__Items stored from a collection__.
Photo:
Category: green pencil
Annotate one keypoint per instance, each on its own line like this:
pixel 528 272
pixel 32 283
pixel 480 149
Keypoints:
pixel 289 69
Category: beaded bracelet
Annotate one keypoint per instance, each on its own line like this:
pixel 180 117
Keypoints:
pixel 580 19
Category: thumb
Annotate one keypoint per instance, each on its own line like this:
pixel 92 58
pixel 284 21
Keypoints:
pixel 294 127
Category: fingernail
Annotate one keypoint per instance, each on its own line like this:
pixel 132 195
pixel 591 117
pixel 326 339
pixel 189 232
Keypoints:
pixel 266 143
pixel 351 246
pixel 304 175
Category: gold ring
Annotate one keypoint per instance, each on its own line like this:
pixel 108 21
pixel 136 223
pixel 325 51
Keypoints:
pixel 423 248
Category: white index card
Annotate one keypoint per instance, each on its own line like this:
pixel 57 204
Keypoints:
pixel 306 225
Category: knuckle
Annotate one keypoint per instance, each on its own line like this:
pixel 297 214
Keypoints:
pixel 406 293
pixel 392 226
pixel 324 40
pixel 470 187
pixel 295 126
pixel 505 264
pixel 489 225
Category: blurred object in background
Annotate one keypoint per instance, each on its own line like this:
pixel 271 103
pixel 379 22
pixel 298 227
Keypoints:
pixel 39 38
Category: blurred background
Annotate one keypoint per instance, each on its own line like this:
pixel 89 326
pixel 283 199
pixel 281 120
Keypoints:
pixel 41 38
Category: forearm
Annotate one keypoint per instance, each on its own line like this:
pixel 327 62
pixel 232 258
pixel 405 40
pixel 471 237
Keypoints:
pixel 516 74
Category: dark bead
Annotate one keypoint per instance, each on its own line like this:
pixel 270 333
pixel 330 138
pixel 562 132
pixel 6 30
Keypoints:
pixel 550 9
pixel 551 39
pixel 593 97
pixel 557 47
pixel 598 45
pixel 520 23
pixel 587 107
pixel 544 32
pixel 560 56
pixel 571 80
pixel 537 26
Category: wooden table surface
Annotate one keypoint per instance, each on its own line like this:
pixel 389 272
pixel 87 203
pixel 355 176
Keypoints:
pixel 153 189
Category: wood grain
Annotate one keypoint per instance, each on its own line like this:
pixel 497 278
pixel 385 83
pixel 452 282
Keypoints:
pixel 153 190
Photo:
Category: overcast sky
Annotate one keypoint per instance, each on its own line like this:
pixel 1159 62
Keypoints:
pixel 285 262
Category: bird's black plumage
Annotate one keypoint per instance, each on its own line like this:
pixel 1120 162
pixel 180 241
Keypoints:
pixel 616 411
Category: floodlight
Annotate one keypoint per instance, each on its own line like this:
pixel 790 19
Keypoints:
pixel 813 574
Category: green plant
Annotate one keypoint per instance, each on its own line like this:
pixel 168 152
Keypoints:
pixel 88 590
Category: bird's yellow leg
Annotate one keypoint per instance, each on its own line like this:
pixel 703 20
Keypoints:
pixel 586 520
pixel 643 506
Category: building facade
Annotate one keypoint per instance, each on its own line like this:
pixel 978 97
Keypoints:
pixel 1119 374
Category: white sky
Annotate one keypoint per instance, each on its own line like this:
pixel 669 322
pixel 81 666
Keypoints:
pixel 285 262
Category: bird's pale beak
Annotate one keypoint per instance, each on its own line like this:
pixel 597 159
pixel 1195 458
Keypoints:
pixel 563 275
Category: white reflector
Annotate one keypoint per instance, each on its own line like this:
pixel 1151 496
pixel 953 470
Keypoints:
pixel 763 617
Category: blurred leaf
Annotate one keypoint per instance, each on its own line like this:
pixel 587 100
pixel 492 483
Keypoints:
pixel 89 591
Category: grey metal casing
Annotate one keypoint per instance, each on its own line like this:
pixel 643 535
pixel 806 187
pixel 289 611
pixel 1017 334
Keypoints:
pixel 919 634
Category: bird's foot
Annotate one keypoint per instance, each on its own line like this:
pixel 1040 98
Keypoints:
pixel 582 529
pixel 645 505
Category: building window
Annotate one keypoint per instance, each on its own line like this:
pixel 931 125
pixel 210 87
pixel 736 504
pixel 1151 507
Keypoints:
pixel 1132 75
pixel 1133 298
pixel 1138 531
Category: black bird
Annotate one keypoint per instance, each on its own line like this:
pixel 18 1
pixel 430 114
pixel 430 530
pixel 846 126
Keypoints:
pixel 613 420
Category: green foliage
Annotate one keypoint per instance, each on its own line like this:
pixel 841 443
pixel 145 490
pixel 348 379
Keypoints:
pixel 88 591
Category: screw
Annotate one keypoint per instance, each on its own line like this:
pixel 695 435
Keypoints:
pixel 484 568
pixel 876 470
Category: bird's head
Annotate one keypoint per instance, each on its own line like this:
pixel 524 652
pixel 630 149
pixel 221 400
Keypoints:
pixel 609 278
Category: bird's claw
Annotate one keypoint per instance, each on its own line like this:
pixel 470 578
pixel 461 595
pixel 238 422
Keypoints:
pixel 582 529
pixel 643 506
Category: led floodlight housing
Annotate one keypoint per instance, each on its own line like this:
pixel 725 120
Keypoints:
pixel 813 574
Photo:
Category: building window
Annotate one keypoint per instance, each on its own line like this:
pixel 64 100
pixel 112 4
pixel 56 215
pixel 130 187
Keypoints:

__REQUIRED TASK__. Reproduce every line without changes, starting at the line that contains "Category: screw" and continuing through the end of the items.

__OUTPUT FOR THIS TASK__.
Category: screw
Annotate one keypoint per instance, each on its own line like this:
pixel 695 435
Keypoints:
pixel 484 568
pixel 876 470
Category: bird's head
Annotate one keypoint per instance, each on its own line like this:
pixel 524 652
pixel 630 149
pixel 221 400
Keypoints:
pixel 609 278
Category: bird's claw
Annotate one keypoint per instance, each on its own line like this:
pixel 470 578
pixel 461 595
pixel 238 422
Keypoints:
pixel 582 529
pixel 643 506
Category: led floodlight housing
Annotate one keypoint per instance, each on its own line like this:
pixel 725 120
Keypoints:
pixel 813 574
Photo:
Category: building window
Annotate one keypoint per instance, each on its own line like this:
pixel 64 100
pixel 112 4
pixel 56 215
pixel 130 187
Keypoints:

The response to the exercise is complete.